Return only the line that contains "Every instance of the gabled" and each line after it, through the last line of the data below, copied exactly.

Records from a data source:
::::::::

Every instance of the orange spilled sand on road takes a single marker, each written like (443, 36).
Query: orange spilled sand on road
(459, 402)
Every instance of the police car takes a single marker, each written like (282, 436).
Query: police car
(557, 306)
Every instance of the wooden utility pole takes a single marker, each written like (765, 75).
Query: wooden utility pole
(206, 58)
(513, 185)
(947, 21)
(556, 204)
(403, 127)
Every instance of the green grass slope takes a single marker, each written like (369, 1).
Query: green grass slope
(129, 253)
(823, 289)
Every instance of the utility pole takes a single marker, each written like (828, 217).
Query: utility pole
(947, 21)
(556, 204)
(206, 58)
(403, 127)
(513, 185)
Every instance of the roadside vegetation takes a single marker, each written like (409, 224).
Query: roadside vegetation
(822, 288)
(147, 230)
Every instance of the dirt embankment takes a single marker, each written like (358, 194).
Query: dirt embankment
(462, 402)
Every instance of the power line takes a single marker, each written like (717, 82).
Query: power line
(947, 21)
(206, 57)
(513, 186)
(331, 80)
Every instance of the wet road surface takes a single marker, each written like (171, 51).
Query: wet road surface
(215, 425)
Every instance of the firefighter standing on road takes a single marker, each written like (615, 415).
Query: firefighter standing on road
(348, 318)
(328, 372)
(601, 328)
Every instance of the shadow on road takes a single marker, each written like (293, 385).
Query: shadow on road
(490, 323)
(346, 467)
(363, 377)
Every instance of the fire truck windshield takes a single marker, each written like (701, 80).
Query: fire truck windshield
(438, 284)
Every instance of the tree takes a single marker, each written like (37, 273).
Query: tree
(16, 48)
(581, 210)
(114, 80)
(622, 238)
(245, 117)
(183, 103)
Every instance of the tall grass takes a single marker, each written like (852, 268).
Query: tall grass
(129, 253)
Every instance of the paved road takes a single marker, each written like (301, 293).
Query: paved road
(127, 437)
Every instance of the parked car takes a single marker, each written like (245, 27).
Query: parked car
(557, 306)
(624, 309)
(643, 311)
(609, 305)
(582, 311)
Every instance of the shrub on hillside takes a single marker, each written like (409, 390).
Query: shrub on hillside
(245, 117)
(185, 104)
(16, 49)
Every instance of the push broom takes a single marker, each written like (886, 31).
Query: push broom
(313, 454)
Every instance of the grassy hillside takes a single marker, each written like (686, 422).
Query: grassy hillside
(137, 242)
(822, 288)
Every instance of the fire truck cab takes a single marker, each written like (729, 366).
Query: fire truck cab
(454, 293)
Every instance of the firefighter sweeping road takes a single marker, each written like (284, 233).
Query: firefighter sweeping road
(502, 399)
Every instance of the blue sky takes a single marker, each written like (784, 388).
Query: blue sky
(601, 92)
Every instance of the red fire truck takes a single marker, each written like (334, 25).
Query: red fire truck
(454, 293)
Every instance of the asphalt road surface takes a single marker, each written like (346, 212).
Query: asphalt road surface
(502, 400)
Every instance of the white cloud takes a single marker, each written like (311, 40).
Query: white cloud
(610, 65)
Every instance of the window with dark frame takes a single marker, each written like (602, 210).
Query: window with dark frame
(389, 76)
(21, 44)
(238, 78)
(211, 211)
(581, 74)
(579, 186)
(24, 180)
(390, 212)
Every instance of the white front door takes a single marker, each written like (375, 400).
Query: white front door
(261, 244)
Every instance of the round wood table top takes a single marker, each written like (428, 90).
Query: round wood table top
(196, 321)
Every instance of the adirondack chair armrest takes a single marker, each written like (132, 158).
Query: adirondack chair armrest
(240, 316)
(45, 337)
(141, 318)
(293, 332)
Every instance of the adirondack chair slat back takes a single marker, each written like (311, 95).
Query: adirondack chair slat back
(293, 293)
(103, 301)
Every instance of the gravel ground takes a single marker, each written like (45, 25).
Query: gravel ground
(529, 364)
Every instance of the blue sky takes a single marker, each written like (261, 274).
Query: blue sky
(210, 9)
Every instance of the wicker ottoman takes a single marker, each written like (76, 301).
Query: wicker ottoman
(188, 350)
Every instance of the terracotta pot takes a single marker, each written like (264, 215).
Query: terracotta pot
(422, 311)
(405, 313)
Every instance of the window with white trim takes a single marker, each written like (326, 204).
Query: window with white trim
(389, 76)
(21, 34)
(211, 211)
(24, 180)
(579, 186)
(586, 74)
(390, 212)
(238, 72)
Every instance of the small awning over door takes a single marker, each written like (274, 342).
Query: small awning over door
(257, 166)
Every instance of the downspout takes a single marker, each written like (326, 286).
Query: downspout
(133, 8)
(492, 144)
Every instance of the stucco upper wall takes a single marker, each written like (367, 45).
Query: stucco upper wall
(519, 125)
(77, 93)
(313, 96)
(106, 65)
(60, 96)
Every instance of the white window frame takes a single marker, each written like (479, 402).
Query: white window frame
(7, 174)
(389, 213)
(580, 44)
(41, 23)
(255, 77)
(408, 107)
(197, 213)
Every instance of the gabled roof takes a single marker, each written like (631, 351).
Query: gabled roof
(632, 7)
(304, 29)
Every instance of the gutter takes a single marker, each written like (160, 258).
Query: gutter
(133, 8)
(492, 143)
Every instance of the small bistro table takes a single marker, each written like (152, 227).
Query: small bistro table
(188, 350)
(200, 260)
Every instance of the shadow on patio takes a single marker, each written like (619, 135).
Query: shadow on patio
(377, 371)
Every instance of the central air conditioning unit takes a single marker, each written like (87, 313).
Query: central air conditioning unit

::::::::

• [Completed task]:
Every instance of the gabled roof takes a single marker, each written like (631, 351).
Query: gabled roof
(632, 7)
(304, 29)
Every instance of the gutter takes a single marker, each written like (160, 258).
Query: gutter
(133, 8)
(492, 143)
Every instance of the small bistro table takes a single marker, each written like (152, 227).
Query: small bistro table
(188, 350)
(200, 260)
Every instance of the shadow on patio takes a single marker, each written like (619, 135).
Query: shadow on patio
(377, 371)
Every instance of the central air conditioning unit takes a single marker, each written like (87, 313).
Query: central air conditioning unit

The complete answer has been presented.